Rewrite every line of the records below as a numbered list, leaving out any blank lines. Omit the pictures from your answer.
>> BEGIN Extracted data
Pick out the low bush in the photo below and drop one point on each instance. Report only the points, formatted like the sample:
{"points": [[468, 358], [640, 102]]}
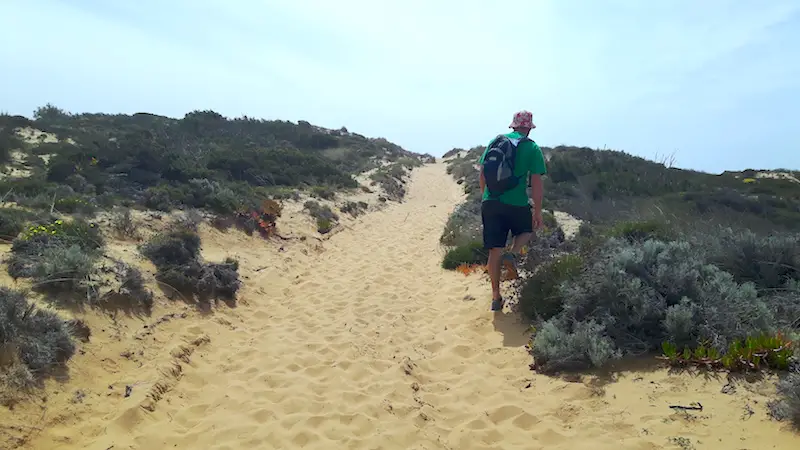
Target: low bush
{"points": [[326, 218], [323, 192], [641, 230], [32, 342], [540, 296], [463, 226], [128, 287], [59, 256], [787, 405], [176, 255], [549, 219], [355, 209], [123, 225], [468, 254], [637, 295], [768, 261], [12, 222]]}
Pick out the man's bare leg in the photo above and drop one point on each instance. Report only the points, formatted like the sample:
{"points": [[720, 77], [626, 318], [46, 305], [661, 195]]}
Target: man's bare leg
{"points": [[516, 248], [519, 242], [495, 254]]}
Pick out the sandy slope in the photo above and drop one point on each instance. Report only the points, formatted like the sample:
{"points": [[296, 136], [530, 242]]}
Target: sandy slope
{"points": [[370, 345]]}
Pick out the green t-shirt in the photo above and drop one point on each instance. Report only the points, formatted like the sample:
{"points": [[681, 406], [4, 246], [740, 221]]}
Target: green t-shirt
{"points": [[530, 161]]}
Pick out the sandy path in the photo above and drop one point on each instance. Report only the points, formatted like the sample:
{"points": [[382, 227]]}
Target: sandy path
{"points": [[370, 345]]}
>> END Extracted data
- [Task response]:
1. Pick out the low bush in the photo below and drop one point on each instance. Report only the points, formatted like the sample:
2. {"points": [[468, 358], [640, 102]]}
3. Target: low bush
4. {"points": [[326, 218], [323, 192], [641, 230], [32, 342], [540, 296], [463, 226], [128, 287], [59, 256], [787, 405], [176, 255], [549, 219], [355, 209], [123, 225], [468, 254], [637, 295], [768, 261], [12, 222]]}
5. Pick out the man's bare leg in the photo above and drop one point on each instance. Report only the points, formatted like the sample:
6. {"points": [[720, 77], [626, 318], [46, 305], [661, 195]]}
7. Target: man's bare leg
8. {"points": [[516, 248], [519, 242], [495, 254]]}
9. Pick out the sandy slope in the photo above and drop one point on each instance. Report only the points, formatted like the sample:
10. {"points": [[296, 136], [530, 242]]}
11. Target: sandy slope
12. {"points": [[370, 345]]}
13. Pick out the green t-shirt in the photo above and drop one point on each instance. Report only the points, formatted like the sample:
14. {"points": [[681, 406], [4, 246], [740, 221]]}
15. Target: green t-shirt
16. {"points": [[530, 161]]}
17. Pick out the sandy path in the photo above and drop one point on each instance. Report only the points, formatted like the sample:
18. {"points": [[382, 227]]}
19. Target: sandy path
20. {"points": [[370, 345]]}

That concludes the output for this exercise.